━━ AVAILABLE DATA
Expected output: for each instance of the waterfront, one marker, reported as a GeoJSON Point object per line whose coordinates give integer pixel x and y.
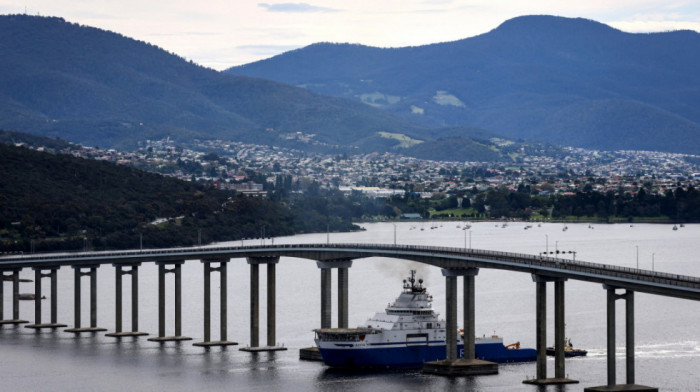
{"type": "Point", "coordinates": [667, 338]}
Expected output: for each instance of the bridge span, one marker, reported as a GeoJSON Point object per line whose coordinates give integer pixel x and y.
{"type": "Point", "coordinates": [454, 262]}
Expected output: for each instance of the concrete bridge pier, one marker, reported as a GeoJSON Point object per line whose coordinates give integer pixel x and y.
{"type": "Point", "coordinates": [343, 266]}
{"type": "Point", "coordinates": [119, 272]}
{"type": "Point", "coordinates": [223, 304]}
{"type": "Point", "coordinates": [271, 263]}
{"type": "Point", "coordinates": [92, 273]}
{"type": "Point", "coordinates": [630, 385]}
{"type": "Point", "coordinates": [52, 274]}
{"type": "Point", "coordinates": [14, 273]}
{"type": "Point", "coordinates": [541, 332]}
{"type": "Point", "coordinates": [453, 365]}
{"type": "Point", "coordinates": [177, 271]}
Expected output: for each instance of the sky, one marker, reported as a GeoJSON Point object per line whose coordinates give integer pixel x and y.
{"type": "Point", "coordinates": [223, 33]}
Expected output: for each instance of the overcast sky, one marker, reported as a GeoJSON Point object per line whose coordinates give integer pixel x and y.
{"type": "Point", "coordinates": [224, 33]}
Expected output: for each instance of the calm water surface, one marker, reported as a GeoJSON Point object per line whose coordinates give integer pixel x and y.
{"type": "Point", "coordinates": [667, 330]}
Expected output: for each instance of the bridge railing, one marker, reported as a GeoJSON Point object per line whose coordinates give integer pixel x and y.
{"type": "Point", "coordinates": [517, 258]}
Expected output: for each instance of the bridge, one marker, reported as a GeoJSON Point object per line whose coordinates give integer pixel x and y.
{"type": "Point", "coordinates": [454, 262]}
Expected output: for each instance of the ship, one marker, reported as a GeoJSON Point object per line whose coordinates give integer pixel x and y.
{"type": "Point", "coordinates": [569, 350]}
{"type": "Point", "coordinates": [406, 335]}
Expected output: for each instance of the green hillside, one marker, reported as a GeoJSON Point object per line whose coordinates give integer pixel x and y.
{"type": "Point", "coordinates": [63, 202]}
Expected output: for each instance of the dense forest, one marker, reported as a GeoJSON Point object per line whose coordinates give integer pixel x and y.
{"type": "Point", "coordinates": [62, 202]}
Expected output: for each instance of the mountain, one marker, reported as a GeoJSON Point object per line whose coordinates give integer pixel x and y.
{"type": "Point", "coordinates": [568, 81]}
{"type": "Point", "coordinates": [96, 87]}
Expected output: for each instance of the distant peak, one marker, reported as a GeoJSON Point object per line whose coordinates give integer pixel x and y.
{"type": "Point", "coordinates": [551, 23]}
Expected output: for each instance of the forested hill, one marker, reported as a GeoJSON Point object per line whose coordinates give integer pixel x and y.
{"type": "Point", "coordinates": [568, 81]}
{"type": "Point", "coordinates": [58, 200]}
{"type": "Point", "coordinates": [96, 87]}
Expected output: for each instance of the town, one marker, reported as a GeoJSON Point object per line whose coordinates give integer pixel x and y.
{"type": "Point", "coordinates": [253, 169]}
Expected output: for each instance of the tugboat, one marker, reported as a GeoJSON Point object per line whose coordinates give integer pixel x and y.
{"type": "Point", "coordinates": [569, 350]}
{"type": "Point", "coordinates": [407, 334]}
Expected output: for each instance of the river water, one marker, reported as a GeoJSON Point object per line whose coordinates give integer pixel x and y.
{"type": "Point", "coordinates": [667, 329]}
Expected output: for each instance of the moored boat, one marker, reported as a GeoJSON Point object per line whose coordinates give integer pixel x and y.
{"type": "Point", "coordinates": [569, 350]}
{"type": "Point", "coordinates": [407, 334]}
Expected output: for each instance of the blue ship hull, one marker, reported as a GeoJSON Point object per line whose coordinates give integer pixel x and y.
{"type": "Point", "coordinates": [413, 356]}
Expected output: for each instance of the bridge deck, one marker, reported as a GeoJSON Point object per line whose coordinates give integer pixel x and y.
{"type": "Point", "coordinates": [653, 282]}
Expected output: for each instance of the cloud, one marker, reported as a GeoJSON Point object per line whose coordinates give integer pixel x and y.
{"type": "Point", "coordinates": [294, 7]}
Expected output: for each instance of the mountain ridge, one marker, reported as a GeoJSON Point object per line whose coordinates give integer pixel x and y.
{"type": "Point", "coordinates": [520, 79]}
{"type": "Point", "coordinates": [93, 86]}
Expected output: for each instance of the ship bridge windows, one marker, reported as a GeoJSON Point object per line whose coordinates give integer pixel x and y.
{"type": "Point", "coordinates": [337, 337]}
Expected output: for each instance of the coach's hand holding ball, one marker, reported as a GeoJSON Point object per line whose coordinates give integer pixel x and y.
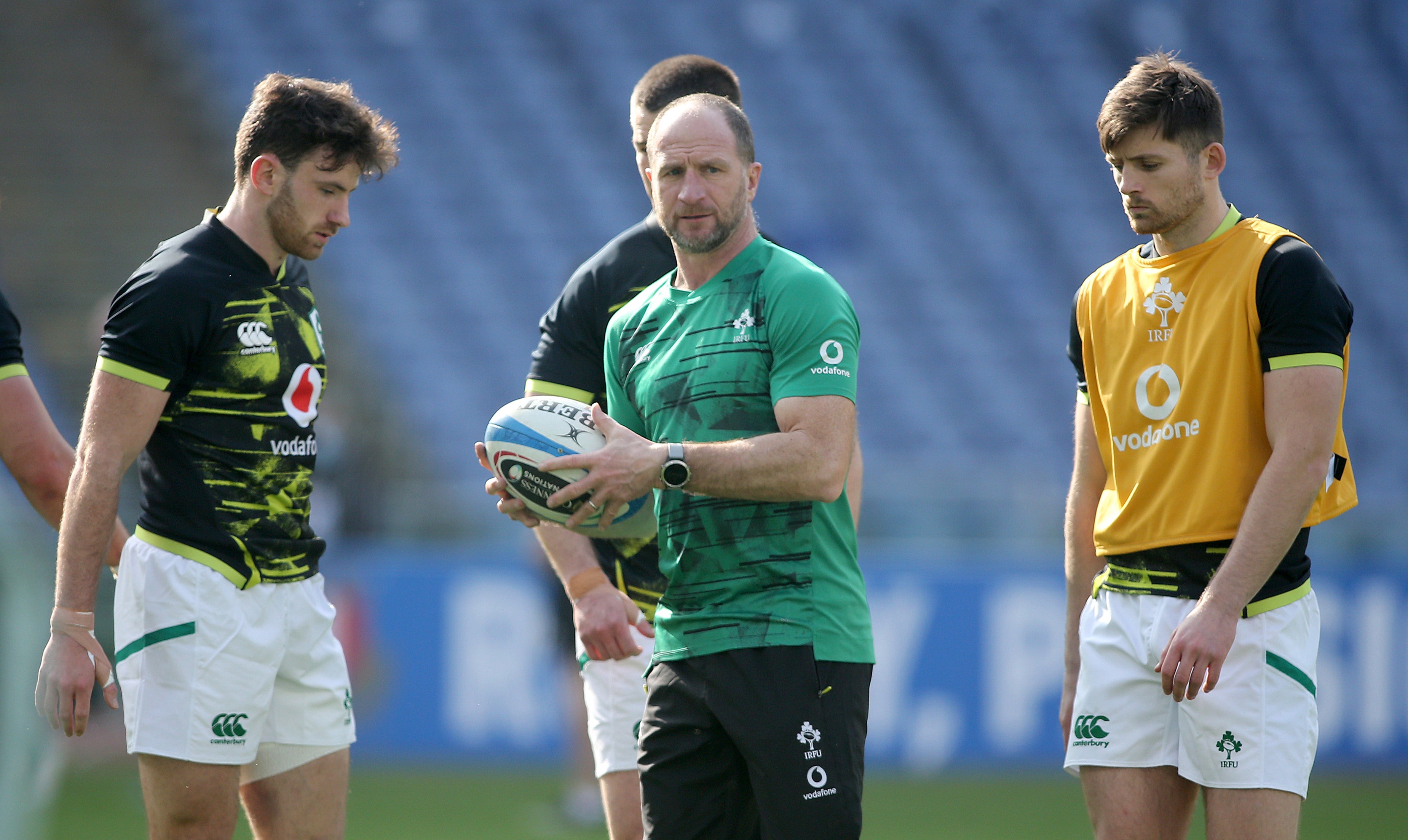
━━━━
__WORK TASK__.
Your task is to set down each line above verbatim while excluding the pictures.

__RESULT FOR THIS EXERCISE__.
Expected output: for each instance of the waterfront, one marker, reported as a GeoJSON Point object per line whose coordinates give integer pixel x and y.
{"type": "Point", "coordinates": [667, 338]}
Expected output: for each instance of the bridge span, one marker, reported as a GeoJSON Point object per line whose coordinates give integer pixel x and y.
{"type": "Point", "coordinates": [454, 262]}
Expected output: for each instance of the concrete bridge pier, one marker, reported as a GeoJSON Point object per line whose coordinates give integer pixel x and y.
{"type": "Point", "coordinates": [343, 266]}
{"type": "Point", "coordinates": [119, 272]}
{"type": "Point", "coordinates": [223, 304]}
{"type": "Point", "coordinates": [271, 263]}
{"type": "Point", "coordinates": [92, 273]}
{"type": "Point", "coordinates": [630, 385]}
{"type": "Point", "coordinates": [52, 274]}
{"type": "Point", "coordinates": [14, 273]}
{"type": "Point", "coordinates": [541, 332]}
{"type": "Point", "coordinates": [453, 365]}
{"type": "Point", "coordinates": [177, 271]}
Expected output: for each instance of the sky, one marker, reported as a GeoJSON Point object per line whose coordinates give integer pixel x and y.
{"type": "Point", "coordinates": [223, 33]}
Expected output: for each instance of the overcast sky, one marker, reported as a GeoJSON Point object per line whose coordinates give integer pixel x and y.
{"type": "Point", "coordinates": [224, 33]}
Expected output: for each instance of the calm water surface, one marker, reported as a GeoJSON Point object per line whose coordinates give integer pixel x and y.
{"type": "Point", "coordinates": [667, 330]}
Expected output: for each instance of the bridge railing, one marker, reported as a GeoJSON Point object per line whose coordinates give integer pixel x and y.
{"type": "Point", "coordinates": [517, 258]}
Expected output: for each instance of the bridge, one marker, reported as a GeoJSON Point object per line whose coordinates give integer pixel x and y.
{"type": "Point", "coordinates": [454, 262]}
Expected output: for each instance of the ship, one marker, reported as a GeoJSON Point object per line whose coordinates give integer pixel x and y.
{"type": "Point", "coordinates": [569, 350]}
{"type": "Point", "coordinates": [406, 335]}
Expected output: for each instance of the green hillside, one marker, reported as a GeoJSON Point object per line whose coordinates give integer pixel x and y.
{"type": "Point", "coordinates": [63, 202]}
Expected output: for each instance of the dense forest, one marker, reported as a GeoJSON Point object per line whose coordinates give integer pixel x and y.
{"type": "Point", "coordinates": [62, 202]}
Expected output: for each instance of the mountain, one marker, reported as a GeoJSON Point object per line whose coordinates give integer pixel x and y.
{"type": "Point", "coordinates": [568, 81]}
{"type": "Point", "coordinates": [96, 87]}
Expected output: for each instance of the distant peak, one marker, reported as a GeoJSON Point object per line whose coordinates give integer pixel x and y.
{"type": "Point", "coordinates": [551, 23]}
Expected output: for each instance of the forested hill, one marker, reported as a GeoJSON Point object per line whose coordinates give integer pixel x and y.
{"type": "Point", "coordinates": [568, 81]}
{"type": "Point", "coordinates": [58, 200]}
{"type": "Point", "coordinates": [96, 87]}
Expected output: for each instance of the town, one marker, reported as a GeoJSON Point object per line whose coordinates give integer pixel x and y.
{"type": "Point", "coordinates": [253, 169]}
Expected output: for each instance of the tugboat, one marker, reported as a GeoJSON Point object per line whose coordinates give integer pixel x and y.
{"type": "Point", "coordinates": [569, 350]}
{"type": "Point", "coordinates": [407, 334]}
Expected output: for each instance of the river water, one marker, reported as a GeoJSON Point object per line whose coordinates give integer pixel x and y.
{"type": "Point", "coordinates": [667, 329]}
Expected output: for each instance of the moored boat, one marker, reported as a GeoJSON Point object per line whose coordinates give integer pixel x and y.
{"type": "Point", "coordinates": [569, 350]}
{"type": "Point", "coordinates": [407, 334]}
Expected output: for each instance of the blue ship hull, one marker, reported as a GeoJSON Point object per line whose coordinates give integer pixel x and y.
{"type": "Point", "coordinates": [413, 356]}
Expected output: for each instance of the bridge deck, one marker, reported as a GeoJSON Point object per line whose coordinates give integer pixel x and y.
{"type": "Point", "coordinates": [653, 282]}
Expected output: for each instance of the cloud, one marker, reported as a GeoJSON Point object per line whose coordinates give integer pixel x and y.
{"type": "Point", "coordinates": [294, 7]}
Expected output: for each instance of the mountain ridge, one marker, reported as a GeoJSON Point object per line whose coordinates give integer pixel x and y.
{"type": "Point", "coordinates": [520, 79]}
{"type": "Point", "coordinates": [93, 86]}
Expected output: for each instance of the ship bridge windows, one marker, reported as a GeoJSON Point object per line whose coordinates give integer pixel x and y.
{"type": "Point", "coordinates": [337, 337]}
Expected output: for each instance of the coach's hand holding ball, one marker, reported as a GeoJSON Point object per line whose coordinates give integer pixel x and y.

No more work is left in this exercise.